• **Document text**
********************
Posted: Sat Feb 11, 2017 8:35 am
by dsmg
Sugar?

Re: "Endeavour"

Posted: Sat Feb 11, 2017 10:27 am
by Foureyes
The Army would have bought tea leaves in vast quantities and at the lowest possible price, so it may have been that any peculiar taste was inherently due to the cheap-o leaves rather than to any supposed additive. After all, remember the Housie Sunday morning coffee which bore no relation whatsoever to actual coffee as known to the rest of the Western wolrld!
David :shock:

Re: "Endeavour"

Posted: Mon Feb 13, 2017 11:59 am
by michael scuffil
After all, remember the Housie Sunday morning coffee which bore no relation whatsoever to actual coffee as known to the rest of the Western wolrld!

Indeed. CH tea was recognizably tea, though not what you'd hope for at the Ritz, but CH coffee didn't really pass the recognizability test. But then again, neither did much British coffee at the time. Did anyone ever taste 'Camp' coffee? The predecessor of Nescaf, except it was liquid, and far, far worse.

Re: "Endeavour"

Posted: Mon Feb 13, 2017 1:58 pm
by seajayuu
No. We never had coffee in my time at Hertford. Although in the sixth form we were allowed to make hot drinks for ourselves after prep. Why were we second class citizens in all ways?
********************
• **Exercise set**
a. List the usernames of everyone who posted in the forum thread.
b. Please write out the forum thread again from "Posted: Mon Feb 13, 2017 11:59" up to and including "far, far worse.", substituting "the Savoy" for "the Ritz".
********************
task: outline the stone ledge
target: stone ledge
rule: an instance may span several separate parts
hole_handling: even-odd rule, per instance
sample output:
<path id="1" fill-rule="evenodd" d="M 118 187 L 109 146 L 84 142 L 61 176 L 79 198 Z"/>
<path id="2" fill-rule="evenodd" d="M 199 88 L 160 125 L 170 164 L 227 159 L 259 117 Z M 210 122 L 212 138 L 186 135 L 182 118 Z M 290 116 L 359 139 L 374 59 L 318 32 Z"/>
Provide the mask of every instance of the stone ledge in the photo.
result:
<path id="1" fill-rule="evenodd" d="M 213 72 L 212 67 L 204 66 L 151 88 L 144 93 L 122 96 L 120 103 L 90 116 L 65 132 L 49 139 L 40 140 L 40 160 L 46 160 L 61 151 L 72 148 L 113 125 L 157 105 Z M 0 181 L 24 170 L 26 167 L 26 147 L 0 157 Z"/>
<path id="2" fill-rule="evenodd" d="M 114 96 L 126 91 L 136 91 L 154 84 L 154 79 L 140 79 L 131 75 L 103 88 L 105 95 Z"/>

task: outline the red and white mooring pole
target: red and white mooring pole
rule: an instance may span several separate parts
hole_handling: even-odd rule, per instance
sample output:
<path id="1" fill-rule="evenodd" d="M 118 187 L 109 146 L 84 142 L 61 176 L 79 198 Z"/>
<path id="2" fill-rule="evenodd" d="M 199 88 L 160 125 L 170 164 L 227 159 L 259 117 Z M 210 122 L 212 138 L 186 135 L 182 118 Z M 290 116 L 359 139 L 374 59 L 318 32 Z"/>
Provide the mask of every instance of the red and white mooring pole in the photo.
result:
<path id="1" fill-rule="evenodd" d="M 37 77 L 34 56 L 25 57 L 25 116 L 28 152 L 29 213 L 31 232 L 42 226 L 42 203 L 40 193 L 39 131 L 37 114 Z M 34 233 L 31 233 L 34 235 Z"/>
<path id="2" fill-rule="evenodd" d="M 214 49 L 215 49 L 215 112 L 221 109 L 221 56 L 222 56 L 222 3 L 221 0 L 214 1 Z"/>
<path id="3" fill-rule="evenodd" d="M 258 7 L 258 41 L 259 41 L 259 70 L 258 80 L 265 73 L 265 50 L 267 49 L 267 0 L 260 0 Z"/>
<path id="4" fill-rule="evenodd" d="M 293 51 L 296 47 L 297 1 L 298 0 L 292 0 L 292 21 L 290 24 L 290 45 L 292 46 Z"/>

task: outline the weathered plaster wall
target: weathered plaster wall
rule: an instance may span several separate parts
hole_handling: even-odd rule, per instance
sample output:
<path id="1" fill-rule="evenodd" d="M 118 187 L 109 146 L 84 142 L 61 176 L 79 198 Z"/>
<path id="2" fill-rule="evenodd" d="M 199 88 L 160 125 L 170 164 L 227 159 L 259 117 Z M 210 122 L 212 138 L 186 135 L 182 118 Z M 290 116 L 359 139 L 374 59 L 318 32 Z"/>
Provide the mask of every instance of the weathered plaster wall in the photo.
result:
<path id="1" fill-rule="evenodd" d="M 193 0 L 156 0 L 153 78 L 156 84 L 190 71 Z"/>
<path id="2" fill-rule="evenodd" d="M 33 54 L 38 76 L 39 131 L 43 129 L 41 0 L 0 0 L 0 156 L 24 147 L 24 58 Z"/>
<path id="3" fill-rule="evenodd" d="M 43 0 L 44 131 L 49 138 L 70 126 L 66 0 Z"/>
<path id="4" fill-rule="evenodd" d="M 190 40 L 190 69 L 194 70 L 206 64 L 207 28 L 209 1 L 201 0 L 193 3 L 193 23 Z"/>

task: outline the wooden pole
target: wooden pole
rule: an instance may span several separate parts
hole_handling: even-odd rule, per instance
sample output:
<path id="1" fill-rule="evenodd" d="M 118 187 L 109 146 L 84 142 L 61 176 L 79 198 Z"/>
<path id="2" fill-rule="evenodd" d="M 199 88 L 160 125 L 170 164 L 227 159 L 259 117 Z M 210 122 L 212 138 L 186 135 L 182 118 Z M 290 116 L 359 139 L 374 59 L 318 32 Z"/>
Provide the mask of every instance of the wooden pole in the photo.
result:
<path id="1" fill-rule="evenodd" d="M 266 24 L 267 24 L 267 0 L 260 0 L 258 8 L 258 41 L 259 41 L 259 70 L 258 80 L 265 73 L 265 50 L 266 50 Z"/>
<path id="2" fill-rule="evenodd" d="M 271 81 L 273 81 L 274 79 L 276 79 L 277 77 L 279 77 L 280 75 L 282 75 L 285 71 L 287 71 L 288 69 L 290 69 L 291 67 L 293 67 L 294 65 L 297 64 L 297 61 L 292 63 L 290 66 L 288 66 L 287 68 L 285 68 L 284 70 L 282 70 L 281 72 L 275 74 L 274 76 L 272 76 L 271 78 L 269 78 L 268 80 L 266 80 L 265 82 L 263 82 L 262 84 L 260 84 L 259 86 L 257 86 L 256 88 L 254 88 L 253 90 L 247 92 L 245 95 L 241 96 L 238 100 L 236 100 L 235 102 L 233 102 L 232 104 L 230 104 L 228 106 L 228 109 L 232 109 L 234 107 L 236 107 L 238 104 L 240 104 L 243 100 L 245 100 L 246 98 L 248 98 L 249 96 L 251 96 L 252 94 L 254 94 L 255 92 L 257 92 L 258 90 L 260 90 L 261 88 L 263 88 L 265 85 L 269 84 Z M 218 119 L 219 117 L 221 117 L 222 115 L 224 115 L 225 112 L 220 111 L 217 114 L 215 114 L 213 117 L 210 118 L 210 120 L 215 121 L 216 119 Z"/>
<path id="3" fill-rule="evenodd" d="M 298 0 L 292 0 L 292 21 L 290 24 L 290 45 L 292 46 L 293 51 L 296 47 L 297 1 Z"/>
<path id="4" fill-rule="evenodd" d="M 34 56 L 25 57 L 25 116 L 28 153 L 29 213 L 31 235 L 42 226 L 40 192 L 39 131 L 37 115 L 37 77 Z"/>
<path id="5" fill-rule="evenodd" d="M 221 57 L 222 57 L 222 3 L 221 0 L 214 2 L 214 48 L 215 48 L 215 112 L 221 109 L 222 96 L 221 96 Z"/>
********************
• **Solutions for each task**
a. dsmg, Foureyes, michael scuffil, seajayuu

b.
Posted: Mon Feb 13, 2017 11:59 am
by michael scuffil
After all, remember the Housie Sunday morning coffee which bore no relation whatsoever to actual coffee as known to the rest of the Western wolrld!

Indeed. CH tea was recognizably tea, though not what you'd hope for at the Savoy, but CH coffee didn't really pass the recognizability test. But then again, neither did much British coffee at the time. Did anyone ever taste 'Camp' coffee? The predecessor of Nescaf, except it was liquid, and far, far worse.